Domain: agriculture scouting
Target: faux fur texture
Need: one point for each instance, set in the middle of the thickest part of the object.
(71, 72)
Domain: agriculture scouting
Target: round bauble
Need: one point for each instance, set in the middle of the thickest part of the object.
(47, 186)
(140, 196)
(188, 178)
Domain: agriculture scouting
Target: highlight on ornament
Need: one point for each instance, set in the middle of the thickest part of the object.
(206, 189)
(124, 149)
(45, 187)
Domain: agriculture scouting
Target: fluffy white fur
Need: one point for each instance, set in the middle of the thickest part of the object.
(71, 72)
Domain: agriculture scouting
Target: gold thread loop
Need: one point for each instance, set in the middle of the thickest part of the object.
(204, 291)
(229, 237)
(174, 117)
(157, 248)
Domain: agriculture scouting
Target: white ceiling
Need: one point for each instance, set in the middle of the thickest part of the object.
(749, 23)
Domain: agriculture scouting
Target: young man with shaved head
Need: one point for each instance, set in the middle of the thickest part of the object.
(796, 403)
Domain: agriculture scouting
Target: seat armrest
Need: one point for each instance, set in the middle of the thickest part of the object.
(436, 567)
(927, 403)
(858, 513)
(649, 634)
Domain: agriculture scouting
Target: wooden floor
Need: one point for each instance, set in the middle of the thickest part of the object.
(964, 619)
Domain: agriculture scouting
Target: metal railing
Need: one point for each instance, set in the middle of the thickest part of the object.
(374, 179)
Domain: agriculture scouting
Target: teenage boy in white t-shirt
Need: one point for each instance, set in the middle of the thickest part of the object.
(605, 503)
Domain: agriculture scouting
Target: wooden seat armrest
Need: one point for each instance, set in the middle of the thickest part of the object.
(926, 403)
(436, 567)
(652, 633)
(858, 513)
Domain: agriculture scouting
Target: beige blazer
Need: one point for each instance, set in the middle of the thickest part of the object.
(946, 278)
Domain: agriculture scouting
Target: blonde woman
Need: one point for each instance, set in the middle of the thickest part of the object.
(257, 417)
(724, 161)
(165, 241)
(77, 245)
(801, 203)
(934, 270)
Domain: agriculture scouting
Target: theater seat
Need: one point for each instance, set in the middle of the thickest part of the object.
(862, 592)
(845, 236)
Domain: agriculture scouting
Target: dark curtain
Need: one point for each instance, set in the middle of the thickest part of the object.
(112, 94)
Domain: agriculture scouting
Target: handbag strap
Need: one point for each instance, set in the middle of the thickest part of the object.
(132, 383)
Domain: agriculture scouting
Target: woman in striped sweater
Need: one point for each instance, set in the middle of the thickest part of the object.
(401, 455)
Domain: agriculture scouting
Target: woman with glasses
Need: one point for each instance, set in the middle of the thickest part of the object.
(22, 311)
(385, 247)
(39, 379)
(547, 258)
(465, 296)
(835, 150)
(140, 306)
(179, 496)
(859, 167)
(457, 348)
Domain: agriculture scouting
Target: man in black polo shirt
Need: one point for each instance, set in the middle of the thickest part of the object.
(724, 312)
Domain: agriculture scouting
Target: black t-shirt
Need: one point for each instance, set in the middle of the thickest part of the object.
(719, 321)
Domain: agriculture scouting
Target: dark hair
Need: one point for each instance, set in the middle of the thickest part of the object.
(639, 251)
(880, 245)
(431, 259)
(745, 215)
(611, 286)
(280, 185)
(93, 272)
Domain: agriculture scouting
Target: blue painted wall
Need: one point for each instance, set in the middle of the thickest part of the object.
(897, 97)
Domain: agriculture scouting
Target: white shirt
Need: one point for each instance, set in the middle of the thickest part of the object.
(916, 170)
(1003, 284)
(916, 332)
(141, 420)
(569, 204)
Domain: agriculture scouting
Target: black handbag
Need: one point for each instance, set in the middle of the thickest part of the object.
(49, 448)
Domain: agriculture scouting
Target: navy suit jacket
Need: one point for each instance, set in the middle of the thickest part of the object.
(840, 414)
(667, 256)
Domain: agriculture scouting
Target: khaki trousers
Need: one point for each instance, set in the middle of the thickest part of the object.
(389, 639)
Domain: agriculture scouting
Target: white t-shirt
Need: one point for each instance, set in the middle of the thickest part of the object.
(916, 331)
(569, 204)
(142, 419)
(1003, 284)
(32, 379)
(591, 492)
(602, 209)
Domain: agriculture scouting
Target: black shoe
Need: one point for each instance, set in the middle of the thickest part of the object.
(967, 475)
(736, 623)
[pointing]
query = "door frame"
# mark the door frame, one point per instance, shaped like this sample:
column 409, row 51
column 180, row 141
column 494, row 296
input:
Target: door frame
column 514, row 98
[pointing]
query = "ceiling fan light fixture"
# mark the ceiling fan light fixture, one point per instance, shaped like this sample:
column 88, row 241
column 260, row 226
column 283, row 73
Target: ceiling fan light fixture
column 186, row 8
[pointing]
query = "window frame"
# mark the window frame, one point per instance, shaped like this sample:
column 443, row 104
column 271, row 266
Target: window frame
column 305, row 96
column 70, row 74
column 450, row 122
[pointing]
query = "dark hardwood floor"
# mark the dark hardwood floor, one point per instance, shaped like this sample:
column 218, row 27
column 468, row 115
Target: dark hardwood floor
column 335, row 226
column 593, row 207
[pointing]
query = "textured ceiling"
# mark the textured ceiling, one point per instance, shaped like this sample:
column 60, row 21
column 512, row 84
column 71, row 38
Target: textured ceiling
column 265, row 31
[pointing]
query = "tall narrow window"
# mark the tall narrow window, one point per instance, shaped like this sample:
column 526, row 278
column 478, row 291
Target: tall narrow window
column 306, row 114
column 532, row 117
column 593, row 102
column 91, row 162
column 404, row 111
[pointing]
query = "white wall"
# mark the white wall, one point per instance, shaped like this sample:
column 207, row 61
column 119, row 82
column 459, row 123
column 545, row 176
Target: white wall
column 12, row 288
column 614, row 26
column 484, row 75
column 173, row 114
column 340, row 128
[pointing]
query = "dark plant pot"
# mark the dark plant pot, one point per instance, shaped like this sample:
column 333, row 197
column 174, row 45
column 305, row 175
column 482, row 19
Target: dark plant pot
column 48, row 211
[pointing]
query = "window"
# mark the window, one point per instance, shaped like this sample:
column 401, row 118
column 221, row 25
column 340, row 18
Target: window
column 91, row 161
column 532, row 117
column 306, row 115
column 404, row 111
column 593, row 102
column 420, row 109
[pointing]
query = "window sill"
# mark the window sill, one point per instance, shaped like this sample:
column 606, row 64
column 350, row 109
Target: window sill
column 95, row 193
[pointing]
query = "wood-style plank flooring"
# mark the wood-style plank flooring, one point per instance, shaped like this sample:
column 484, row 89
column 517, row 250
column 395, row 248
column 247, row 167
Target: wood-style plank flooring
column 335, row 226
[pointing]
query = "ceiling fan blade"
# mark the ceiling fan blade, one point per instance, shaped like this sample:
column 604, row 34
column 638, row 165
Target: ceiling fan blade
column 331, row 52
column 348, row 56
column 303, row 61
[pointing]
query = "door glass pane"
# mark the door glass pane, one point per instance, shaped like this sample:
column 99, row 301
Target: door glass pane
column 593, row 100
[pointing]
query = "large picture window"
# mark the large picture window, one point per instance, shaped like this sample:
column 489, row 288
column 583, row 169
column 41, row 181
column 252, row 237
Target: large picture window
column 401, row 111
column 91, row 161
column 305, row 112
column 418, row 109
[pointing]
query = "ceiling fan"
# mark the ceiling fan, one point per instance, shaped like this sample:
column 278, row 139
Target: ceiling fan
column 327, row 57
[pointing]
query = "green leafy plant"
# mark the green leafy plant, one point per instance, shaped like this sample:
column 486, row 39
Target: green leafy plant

+ + +

# Your instructions
Copy out all of the data exactly, leaving nothing out.

# Output of the task
Domain: agriculture scouting
Target: faux fur texture
Need: one point for each instance, set in the middle of the thickest part of the object.
(71, 72)
Domain: agriculture scouting
Target: round bauble
Need: one point for each instance, set in the middle of the thickest part of the object.
(47, 186)
(140, 196)
(188, 178)
Domain: agriculture scouting
Target: highlight on ornament
Need: one point for each instance, set in the middle of the thickest part of the object.
(206, 189)
(124, 149)
(45, 187)
Domain: agriculture scouting
Target: fluffy white fur
Need: one point for each instance, set in the middle of the thickest part of the object.
(71, 72)
Domain: agriculture scouting
Target: gold thread loop
Need: one point for each instance, set in the middle of the thickest part of the object.
(204, 291)
(229, 237)
(174, 117)
(157, 248)
Domain: agriculture scouting
Target: white ceiling
Need: one point for each instance, set in the middle of the thickest part of the object.
(749, 23)
Domain: agriculture scouting
Target: young man with shaved head
Need: one point for each instance, set in the middle of the thickest part of the object.
(796, 403)
Domain: agriculture scouting
Target: seat armrest
Need: one point for each instance, set in the middle of the thickest part of the object.
(436, 567)
(927, 403)
(858, 513)
(649, 634)
Domain: agriculture scouting
Target: wooden floor
Need: one point for each instance, set in the middle of the thickest part of the object.
(964, 619)
Domain: agriculture scouting
Target: metal railing
Need: one point for each instance, set in the middle of the thickest part of the object.
(374, 179)
Domain: agriculture scouting
Target: teenage boy in white t-shirt
Need: one point for each instance, set in the middle of the thickest part of the object.
(605, 503)
Domain: agriculture scouting
Target: wooden seat armrest
Need: one point for each instance, set in the middle of the thickest part of the object.
(926, 403)
(436, 567)
(652, 633)
(858, 513)
Domain: agriculture scouting
Target: beige blazer
Need: one point for each instance, set in the middle of the thickest part of the object.
(946, 278)
Domain: agriculture scouting
Target: blonde woman
Need: one point for each instance, set in the middle of the thickest part of the object.
(257, 417)
(724, 161)
(165, 241)
(77, 245)
(801, 203)
(934, 270)
Domain: agriculture scouting
Target: theater seat
Need: one point for each instance, set in the middle of the thickest part of the object.
(862, 592)
(845, 236)
Domain: agriculture scouting
Target: dark curtain
Need: one point for each instance, set in the middle of the thickest part of the object.
(112, 94)
Domain: agriculture scouting
Target: handbag strap
Need: one point for each instance, set in the middle of the thickest part of the object.
(132, 383)
Domain: agriculture scouting
Target: woman in striped sweater
Need: one point for each instance, set in the middle of the thickest part of the object.
(401, 455)
Domain: agriculture scouting
Target: woman with glasses
Need: one point for each instance, set in the middle of the thickest part of the object.
(22, 311)
(385, 247)
(39, 379)
(547, 258)
(465, 296)
(835, 150)
(140, 306)
(179, 496)
(859, 167)
(457, 348)
Domain: agriculture scouting
Target: man in black polo shirt
Need: one point for each instance, set in the middle of the thickest part of the object.
(724, 312)
Domain: agriculture scouting
Target: black t-shirt
Need: one point for each instance, set in the middle of the thickest part of the object.
(719, 321)
Domain: agriculture scouting
Target: dark hair
Need: one point for each instance, set in the middle of the thickest part of the object.
(639, 251)
(880, 245)
(431, 259)
(745, 215)
(611, 286)
(280, 185)
(93, 272)
Domain: agriculture scouting
Target: blue painted wall
Need: one point for each instance, set in the middle of the thickest part of the object.
(897, 97)
Domain: agriculture scouting
Target: white shirt
Need: one point for each instance, set in the middle of the thickest part of the object.
(916, 170)
(1003, 284)
(916, 332)
(141, 420)
(569, 204)
Domain: agriculture scouting
Target: black handbag
Need: one point for each instance, set in the middle of the thickest part of the object.
(49, 448)
Domain: agriculture scouting
Target: navy suit jacket
Need: one point for each instance, set in the middle of the thickest part of the object.
(840, 414)
(667, 256)
Domain: agriculture scouting
Target: khaki trousers
Need: one point for each instance, set in the middle of the thickest part of the object.
(389, 639)
Domain: agriculture scouting
Target: white t-shirt
Need: one point for each instance, set in the middle of the thickest part of the object.
(916, 331)
(569, 204)
(142, 419)
(1003, 284)
(32, 379)
(591, 492)
(602, 209)
Domain: agriculture scouting
Target: black shoe
Need: one point for each instance, set in the middle of the thickest part of the object.
(967, 475)
(736, 623)
[pointing]
query = "door frame"
# mark the door frame, one point per instance, shaped like this sample:
column 409, row 51
column 180, row 141
column 494, row 296
input:
Target: door frame
column 514, row 98
[pointing]
query = "ceiling fan light fixture"
# mark the ceiling fan light fixture, one point per instance, shaped like this sample:
column 88, row 241
column 260, row 226
column 283, row 73
Target: ceiling fan light fixture
column 186, row 8
[pointing]
query = "window frame"
# mark the window frame, one point per instance, shaped like this sample:
column 443, row 104
column 271, row 266
Target: window frame
column 305, row 96
column 70, row 74
column 450, row 122
[pointing]
query = "dark hardwood floor"
# mark the dark hardwood floor, one point per instance, shaped like this sample:
column 218, row 27
column 468, row 115
Target: dark hardwood floor
column 335, row 226
column 593, row 207
[pointing]
query = "textured ceiling"
# mark the textured ceiling, one point per instance, shaped like this sample:
column 60, row 21
column 512, row 84
column 71, row 38
Target: textured ceiling
column 265, row 31
[pointing]
query = "tall narrow window"
# mark the tall narrow window, one point per instance, shaped like this sample:
column 526, row 278
column 478, row 291
Target: tall narrow window
column 306, row 114
column 532, row 117
column 593, row 102
column 91, row 162
column 404, row 111
[pointing]
query = "white wall"
# mark the white wall, one point per instance, shaped like this sample:
column 207, row 61
column 119, row 82
column 459, row 123
column 545, row 176
Target: white wall
column 12, row 288
column 614, row 26
column 484, row 75
column 173, row 114
column 340, row 128
[pointing]
query = "dark plant pot"
# mark the dark plant pot, one point per instance, shaped like this sample:
column 333, row 197
column 174, row 45
column 305, row 175
column 482, row 19
Target: dark plant pot
column 48, row 211
[pointing]
query = "window"
# mark the window, one point per instance, shaped like this sample:
column 401, row 118
column 221, row 25
column 340, row 18
Target: window
column 91, row 161
column 532, row 117
column 306, row 115
column 404, row 111
column 593, row 102
column 420, row 109
[pointing]
query = "window sill"
# mark the window sill, one point per instance, shaped like this sample:
column 606, row 64
column 350, row 109
Target: window sill
column 95, row 193
[pointing]
query = "wood-style plank flooring"
# mark the wood-style plank flooring, one point per instance, shaped like this sample:
column 484, row 89
column 517, row 250
column 395, row 248
column 247, row 167
Target: wood-style plank flooring
column 335, row 226
[pointing]
query = "ceiling fan blade"
# mark the ceiling fan blade, one point per instance, shaped like this sample:
column 604, row 34
column 638, row 165
Target: ceiling fan blade
column 331, row 52
column 348, row 56
column 303, row 61
[pointing]
query = "door glass pane"
# mark the door glass pane, one point per instance, shaped like this sample:
column 99, row 301
Target: door glass pane
column 593, row 100
[pointing]
query = "large picture window"
# mark the large picture window, one point per instance, shaped like this sample:
column 489, row 288
column 583, row 169
column 41, row 181
column 252, row 237
Target: large picture window
column 401, row 111
column 91, row 161
column 305, row 112
column 418, row 109
[pointing]
query = "ceiling fan"
# mark the ceiling fan, one point per instance, shaped like this sample:
column 278, row 139
Target: ceiling fan
column 327, row 57
[pointing]
query = "green leafy plant"
# mark the green leafy plant, one point per instance, shaped like this sample:
column 486, row 39
Target: green leafy plant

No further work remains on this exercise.